* Stated task:
Count the lines in the records below that contain the string "sneaker", treating uppercase and lowercase as different. Reply with the number alone.

* Provided data:
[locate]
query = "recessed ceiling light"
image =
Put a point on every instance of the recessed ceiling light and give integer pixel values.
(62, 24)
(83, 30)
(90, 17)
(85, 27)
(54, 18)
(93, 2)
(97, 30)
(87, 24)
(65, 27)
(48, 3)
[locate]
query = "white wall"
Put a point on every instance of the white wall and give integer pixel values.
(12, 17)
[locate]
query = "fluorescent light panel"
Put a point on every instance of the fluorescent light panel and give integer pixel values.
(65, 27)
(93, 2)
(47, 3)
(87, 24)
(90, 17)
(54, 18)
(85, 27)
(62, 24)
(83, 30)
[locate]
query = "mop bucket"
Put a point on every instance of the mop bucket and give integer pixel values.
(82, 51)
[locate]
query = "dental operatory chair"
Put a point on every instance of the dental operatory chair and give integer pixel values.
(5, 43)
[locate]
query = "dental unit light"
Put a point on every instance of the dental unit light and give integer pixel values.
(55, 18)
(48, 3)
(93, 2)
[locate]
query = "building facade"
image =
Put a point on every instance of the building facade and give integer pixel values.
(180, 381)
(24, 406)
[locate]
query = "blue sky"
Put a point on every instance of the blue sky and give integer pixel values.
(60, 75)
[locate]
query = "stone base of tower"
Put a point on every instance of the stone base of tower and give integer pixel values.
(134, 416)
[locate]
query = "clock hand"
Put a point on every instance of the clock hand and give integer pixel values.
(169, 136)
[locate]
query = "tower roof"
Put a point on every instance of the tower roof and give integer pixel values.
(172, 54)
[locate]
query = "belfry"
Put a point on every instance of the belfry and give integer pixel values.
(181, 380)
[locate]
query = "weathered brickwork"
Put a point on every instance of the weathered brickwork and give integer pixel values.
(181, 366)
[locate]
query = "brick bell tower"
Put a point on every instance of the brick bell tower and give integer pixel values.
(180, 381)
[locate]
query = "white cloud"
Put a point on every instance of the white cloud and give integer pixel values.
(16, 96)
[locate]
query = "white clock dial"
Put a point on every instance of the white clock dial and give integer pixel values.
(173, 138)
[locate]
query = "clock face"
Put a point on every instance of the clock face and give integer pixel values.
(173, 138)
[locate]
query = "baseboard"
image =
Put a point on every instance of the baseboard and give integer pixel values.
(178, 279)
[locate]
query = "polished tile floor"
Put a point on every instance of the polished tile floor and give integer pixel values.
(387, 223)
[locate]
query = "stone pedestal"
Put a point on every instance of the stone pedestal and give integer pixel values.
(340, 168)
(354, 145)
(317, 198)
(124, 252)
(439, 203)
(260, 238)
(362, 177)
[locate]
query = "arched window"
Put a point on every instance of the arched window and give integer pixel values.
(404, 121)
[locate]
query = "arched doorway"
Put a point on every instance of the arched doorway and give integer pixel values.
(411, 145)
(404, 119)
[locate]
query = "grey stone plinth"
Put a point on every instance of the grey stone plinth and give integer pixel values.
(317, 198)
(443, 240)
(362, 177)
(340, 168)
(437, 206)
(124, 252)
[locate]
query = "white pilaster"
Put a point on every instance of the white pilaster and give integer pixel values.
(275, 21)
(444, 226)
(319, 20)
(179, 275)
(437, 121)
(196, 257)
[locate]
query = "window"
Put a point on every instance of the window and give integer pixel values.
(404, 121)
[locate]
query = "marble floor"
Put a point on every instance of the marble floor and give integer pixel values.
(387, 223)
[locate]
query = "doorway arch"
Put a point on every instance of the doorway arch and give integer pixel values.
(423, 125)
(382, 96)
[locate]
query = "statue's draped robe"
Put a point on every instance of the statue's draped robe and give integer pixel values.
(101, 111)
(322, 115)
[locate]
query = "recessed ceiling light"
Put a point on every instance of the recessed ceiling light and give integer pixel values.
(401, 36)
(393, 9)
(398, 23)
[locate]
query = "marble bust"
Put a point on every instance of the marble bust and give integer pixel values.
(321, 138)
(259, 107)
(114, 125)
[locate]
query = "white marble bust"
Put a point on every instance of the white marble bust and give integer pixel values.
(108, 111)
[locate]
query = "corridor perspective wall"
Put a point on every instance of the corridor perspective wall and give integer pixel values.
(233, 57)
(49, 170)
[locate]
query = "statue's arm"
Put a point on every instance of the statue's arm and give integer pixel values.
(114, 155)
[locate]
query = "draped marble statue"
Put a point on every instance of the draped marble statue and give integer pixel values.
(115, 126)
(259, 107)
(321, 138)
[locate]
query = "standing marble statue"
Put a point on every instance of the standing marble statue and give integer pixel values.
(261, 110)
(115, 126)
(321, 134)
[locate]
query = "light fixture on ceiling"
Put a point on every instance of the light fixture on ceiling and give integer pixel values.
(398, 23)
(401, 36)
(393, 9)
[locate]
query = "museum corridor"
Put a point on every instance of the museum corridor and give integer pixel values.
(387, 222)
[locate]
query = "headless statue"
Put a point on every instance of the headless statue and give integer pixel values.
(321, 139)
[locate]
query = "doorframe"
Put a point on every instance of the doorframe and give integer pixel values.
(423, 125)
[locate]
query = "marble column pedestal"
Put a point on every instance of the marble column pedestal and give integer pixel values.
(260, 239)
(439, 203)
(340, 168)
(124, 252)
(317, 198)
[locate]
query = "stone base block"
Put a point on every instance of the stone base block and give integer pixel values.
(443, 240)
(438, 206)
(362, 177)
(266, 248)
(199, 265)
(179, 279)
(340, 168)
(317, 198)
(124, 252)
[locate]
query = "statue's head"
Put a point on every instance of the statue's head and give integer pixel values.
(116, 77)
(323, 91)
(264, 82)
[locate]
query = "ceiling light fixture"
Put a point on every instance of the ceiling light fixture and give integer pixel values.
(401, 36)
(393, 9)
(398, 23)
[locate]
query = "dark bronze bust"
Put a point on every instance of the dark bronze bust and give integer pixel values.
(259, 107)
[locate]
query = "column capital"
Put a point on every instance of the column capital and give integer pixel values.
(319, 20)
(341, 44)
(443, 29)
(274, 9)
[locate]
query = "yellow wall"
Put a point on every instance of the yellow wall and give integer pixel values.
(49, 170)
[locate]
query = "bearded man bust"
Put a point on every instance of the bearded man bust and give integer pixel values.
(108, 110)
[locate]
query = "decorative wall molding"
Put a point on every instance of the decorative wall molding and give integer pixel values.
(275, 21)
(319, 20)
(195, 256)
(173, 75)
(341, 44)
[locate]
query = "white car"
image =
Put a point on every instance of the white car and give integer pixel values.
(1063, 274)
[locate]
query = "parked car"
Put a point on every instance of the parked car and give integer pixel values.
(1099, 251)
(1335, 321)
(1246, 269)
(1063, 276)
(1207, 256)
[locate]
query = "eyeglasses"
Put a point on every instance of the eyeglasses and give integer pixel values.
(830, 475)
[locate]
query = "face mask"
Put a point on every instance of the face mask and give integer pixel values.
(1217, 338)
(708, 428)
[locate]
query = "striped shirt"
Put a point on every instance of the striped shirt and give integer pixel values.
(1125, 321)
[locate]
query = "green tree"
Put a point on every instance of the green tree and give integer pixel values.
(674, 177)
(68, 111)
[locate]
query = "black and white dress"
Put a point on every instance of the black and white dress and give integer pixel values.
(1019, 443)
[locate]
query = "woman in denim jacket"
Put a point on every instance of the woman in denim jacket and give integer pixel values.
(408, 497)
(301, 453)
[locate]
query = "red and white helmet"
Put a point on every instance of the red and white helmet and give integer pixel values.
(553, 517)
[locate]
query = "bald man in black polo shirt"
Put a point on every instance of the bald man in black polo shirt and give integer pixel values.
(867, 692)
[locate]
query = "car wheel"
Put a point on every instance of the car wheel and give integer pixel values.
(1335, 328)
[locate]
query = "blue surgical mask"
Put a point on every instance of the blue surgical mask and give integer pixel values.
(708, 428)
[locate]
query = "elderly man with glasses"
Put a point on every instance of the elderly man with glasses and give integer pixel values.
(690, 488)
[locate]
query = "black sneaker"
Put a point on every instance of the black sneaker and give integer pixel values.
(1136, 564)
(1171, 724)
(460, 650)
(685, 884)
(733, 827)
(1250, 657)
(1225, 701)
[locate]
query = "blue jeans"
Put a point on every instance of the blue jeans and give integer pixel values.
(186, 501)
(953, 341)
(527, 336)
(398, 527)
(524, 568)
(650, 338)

* Answer for the task:
2